All of the material must be duplicated exactly, line by line.

★ ★ ★ ★ ★

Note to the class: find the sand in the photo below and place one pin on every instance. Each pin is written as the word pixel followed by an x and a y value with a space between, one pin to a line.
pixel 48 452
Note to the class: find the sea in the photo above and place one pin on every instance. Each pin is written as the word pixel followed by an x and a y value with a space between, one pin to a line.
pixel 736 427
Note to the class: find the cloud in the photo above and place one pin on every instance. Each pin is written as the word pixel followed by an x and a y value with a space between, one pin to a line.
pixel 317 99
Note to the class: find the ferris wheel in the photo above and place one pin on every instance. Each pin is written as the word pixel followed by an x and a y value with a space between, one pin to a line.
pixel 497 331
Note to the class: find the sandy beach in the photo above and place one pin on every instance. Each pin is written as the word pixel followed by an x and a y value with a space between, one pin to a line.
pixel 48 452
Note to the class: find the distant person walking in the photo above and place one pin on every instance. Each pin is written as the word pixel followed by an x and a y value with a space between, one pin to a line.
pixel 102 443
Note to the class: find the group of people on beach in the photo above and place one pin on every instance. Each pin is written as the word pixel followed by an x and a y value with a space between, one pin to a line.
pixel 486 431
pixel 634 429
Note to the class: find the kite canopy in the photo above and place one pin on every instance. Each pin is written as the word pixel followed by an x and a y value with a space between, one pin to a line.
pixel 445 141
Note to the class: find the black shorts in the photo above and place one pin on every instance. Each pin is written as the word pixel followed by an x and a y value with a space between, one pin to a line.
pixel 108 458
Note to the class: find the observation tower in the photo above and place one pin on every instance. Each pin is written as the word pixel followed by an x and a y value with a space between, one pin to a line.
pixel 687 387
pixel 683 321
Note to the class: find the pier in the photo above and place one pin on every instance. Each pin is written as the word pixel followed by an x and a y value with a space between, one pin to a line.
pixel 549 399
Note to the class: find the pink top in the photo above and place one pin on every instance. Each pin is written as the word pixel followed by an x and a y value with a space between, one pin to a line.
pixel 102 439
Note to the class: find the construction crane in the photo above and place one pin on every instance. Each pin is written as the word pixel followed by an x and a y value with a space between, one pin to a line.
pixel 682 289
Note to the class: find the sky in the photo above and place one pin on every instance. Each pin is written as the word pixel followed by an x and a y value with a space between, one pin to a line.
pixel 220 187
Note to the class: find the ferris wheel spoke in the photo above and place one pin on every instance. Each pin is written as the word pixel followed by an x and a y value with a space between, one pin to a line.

★ ★ ★ ★ ★

> Solution
Note to the class: find the sand in the photo below and place one pin on every instance. Each pin is written as the word pixel followed by an x and a y value with a space between, one pin to a line.
pixel 48 452
Note to the class: find the sea in the photo above and place one pin on every instance. Each pin is written as the word pixel followed by an x and a y value with a space between, one pin to a line.
pixel 736 427
Note to the class: find the cloud in the photo above and place one pin on every instance. Each pin is written as the word pixel followed by an x and a y value with a space between, one pin to a line.
pixel 317 99
Note to the class: find the ferris wheel in the photo above and place one pin on every instance. Each pin is written as the word pixel followed by an x and a y value with a space between, one pin to a line.
pixel 497 331
Note to the class: find the sandy beach in the photo above and place one pin on every instance. Each pin is written as the word pixel followed by an x and a y value with a space between, one pin to a line.
pixel 48 452
Note to the class: find the distant person walking in the photo above and place one pin on every instance. Each pin is written as the word pixel followed by an x and a y value with a space between, one pin to a line.
pixel 102 443
Note to the class: find the group of people on beach in the photo above and place one pin on every instance. Each pin is written as the word pixel followed by an x and a y value with a space between, one pin to a line.
pixel 486 431
pixel 634 429
Note to the class: find the kite canopy in the photo above and place one pin on every instance. Each pin is written as the word pixel followed by an x and a y value with a space between, one pin to a line.
pixel 445 141
Note to the class: find the black shorts in the photo above and place one pin on every instance. Each pin is written as the word pixel followed by an x and a y value with a space between, one pin to a line.
pixel 108 458
Note to the class: find the observation tower in the photo above and place one pin on every instance. Each pin is written as the word pixel followed by an x and a y value with a space between, one pin to a line.
pixel 687 387
pixel 683 321
Note to the class: find the pier in the photo above and place one pin on every instance. Each pin is written as the word pixel followed by an x and a y value with a space between, one pin to a line.
pixel 549 399
Note to the class: find the pink top in the photo above and place one pin on every instance. Each pin is written as the word pixel followed by an x and a y value with a space between, one pin to a line.
pixel 102 439
Note to the class: find the construction crane in the photo above and place one pin on every instance. Each pin is written as the word pixel followed by an x and a y value with a space between, one pin to a line.
pixel 682 289
Note to the class: find the sky in the photo above and place one pin on every instance. Each pin is written as the word pixel followed by an x and a y value with a space between, one pin to a line.
pixel 220 187
Note to the class: find the ferris wheel spoke in the photo above and place one pin on every instance. Each pin is written as the word pixel followed by an x and a y value with a space between, one pin to a line.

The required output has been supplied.